■ Entnommenes Material:
_ _ _
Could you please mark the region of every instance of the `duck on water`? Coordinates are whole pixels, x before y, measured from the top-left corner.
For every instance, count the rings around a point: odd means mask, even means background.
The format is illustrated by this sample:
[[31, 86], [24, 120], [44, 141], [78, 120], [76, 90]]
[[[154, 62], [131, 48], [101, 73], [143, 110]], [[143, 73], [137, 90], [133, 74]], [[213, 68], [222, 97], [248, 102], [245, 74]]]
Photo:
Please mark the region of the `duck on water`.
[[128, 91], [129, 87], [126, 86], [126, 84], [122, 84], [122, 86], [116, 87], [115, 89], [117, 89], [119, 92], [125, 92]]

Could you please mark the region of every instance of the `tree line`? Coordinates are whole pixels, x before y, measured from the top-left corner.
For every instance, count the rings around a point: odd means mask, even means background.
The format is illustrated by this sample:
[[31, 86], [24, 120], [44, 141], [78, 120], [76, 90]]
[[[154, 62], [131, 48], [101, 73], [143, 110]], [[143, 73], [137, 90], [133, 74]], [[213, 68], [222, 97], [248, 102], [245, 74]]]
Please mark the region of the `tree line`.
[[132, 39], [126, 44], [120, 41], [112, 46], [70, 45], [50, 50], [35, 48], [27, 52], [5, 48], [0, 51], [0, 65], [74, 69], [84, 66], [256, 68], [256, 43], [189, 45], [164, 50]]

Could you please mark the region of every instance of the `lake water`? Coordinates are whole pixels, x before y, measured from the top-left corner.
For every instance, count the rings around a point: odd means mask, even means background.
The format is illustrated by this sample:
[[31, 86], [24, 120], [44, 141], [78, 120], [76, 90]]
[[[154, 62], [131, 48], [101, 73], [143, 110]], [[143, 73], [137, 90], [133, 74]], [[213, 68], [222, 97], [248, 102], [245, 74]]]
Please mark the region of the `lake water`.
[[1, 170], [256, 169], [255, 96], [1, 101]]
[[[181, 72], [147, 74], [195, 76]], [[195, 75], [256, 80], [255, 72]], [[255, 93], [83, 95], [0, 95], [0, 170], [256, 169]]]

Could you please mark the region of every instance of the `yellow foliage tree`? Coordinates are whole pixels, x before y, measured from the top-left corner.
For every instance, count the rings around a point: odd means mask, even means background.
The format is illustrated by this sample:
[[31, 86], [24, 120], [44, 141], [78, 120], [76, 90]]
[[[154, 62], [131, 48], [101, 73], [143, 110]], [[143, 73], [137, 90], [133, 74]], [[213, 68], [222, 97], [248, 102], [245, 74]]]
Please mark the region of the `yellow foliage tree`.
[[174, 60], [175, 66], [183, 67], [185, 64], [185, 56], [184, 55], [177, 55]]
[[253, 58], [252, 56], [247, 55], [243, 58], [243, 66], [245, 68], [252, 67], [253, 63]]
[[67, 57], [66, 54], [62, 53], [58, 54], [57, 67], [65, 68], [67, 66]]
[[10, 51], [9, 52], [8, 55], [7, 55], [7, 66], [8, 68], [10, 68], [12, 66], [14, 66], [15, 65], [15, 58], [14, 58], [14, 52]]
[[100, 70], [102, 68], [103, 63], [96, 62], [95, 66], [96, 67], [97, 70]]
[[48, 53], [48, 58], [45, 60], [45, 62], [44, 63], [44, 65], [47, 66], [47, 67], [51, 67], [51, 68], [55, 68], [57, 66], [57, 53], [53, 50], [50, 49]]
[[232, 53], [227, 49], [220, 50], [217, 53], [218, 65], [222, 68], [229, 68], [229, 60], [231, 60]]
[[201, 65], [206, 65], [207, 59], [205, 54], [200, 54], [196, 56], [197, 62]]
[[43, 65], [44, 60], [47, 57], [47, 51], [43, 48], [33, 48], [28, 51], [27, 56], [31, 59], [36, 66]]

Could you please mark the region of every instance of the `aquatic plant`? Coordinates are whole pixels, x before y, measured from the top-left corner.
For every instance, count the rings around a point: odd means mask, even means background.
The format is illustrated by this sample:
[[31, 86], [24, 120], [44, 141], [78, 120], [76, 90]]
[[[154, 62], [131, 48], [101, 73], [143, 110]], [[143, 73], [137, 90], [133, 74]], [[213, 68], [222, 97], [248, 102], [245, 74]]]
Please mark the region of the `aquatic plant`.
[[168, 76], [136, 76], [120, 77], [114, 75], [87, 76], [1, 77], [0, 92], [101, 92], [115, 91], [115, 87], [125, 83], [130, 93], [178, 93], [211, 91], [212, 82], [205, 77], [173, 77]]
_ _ _
■ Aufgabenstellung: Entnehmen Sie der obigen Auflistung jede Zeile, die die Zeichenfolge "foliage" enthält. Achten Sie dabei auf Groß- und Kleinschreibung.

■ Lösung der Aufgabe:
Could you please mark the region of every instance of the `yellow foliage tree`? Coordinates are whole pixels, x before y, measured from the top-left corner.
Please mark the region of the `yellow foliage tree`.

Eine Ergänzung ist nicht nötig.